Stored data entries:
Content starts
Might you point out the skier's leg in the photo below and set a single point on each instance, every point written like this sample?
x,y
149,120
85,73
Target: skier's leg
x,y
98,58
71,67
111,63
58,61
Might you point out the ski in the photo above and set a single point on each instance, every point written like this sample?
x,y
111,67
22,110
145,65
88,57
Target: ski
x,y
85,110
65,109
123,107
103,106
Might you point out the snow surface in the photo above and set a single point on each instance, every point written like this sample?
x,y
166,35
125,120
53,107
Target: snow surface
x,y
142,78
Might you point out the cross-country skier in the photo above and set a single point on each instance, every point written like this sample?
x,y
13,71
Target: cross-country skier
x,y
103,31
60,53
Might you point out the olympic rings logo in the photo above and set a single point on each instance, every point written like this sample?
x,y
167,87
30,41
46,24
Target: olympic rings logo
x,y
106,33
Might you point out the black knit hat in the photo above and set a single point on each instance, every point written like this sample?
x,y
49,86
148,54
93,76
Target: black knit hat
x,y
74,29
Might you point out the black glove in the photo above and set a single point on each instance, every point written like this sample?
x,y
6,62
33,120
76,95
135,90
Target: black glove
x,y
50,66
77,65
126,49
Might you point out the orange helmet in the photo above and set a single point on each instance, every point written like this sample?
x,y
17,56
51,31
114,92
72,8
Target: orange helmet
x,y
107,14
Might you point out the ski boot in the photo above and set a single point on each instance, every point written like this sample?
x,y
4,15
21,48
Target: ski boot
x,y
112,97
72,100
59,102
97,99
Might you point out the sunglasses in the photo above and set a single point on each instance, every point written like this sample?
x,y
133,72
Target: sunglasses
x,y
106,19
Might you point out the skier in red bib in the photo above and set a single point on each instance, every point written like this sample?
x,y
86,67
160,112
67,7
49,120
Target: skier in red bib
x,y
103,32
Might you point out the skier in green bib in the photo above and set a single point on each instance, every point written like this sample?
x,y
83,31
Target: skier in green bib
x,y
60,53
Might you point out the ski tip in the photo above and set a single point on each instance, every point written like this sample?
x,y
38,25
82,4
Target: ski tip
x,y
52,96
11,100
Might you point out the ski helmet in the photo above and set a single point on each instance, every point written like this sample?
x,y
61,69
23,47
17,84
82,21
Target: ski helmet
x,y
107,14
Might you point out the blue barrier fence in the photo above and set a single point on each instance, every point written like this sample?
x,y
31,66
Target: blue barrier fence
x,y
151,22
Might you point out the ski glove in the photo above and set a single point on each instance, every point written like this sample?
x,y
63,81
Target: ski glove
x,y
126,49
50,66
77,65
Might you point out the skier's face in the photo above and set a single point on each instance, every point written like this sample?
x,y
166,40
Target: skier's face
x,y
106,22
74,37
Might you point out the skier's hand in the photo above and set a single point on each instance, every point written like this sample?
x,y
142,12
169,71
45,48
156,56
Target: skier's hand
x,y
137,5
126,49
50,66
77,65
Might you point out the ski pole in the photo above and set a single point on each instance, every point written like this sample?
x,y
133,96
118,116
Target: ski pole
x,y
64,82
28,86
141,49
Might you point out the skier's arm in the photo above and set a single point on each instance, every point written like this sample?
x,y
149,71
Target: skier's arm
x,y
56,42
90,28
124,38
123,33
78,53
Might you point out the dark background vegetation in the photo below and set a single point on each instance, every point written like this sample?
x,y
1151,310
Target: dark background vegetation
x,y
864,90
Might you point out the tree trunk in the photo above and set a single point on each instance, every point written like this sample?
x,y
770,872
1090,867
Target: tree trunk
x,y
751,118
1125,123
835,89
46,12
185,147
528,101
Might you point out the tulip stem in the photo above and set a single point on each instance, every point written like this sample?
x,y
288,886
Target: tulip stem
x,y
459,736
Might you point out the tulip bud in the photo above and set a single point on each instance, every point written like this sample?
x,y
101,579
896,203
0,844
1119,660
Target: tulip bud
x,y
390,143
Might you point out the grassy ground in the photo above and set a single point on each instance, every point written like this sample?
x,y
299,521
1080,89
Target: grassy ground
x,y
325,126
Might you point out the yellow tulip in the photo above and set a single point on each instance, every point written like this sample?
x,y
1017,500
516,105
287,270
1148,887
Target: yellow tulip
Content ends
▶ Brief: Check every line above for the string "below", and copy the ones that have it.

▶ Solution to this task:
Might you point out the skier's leg in the photo below and set a single point on each instance, every point written like this sample?
Might you point out the dark background vegetation in the photo below and set a single point on each instance, every point written like this sample?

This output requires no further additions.